# ABOUT THIS EXERCISE
Keep only the lines of the material below that contain the word "each". Copy those lines.

* * * * *

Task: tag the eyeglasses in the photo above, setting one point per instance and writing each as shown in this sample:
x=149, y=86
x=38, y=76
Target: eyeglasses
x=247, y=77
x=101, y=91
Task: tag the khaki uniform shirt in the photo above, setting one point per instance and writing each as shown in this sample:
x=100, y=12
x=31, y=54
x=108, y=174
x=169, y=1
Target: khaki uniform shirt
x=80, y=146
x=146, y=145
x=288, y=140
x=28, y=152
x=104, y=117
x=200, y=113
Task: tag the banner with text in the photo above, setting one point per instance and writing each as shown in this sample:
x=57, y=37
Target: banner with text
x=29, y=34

* * * * *

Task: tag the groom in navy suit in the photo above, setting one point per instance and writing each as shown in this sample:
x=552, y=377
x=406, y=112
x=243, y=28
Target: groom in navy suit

* * * * *

# ANSWER FOR THIS EXERCISE
Task: tag the eyeglasses in the photo above, setting one point per instance and writing each as shown in this sample:
Task: tag the khaki uniform shirt in the photo above, setting one point per instance and writing each as shown in this sample:
Task: tag the banner with text in the photo above, setting one point per instance and writing each as shown in this sample:
Task: tag the groom in navy suit in the photo above, setting one point per instance and writing each as shown in this sample:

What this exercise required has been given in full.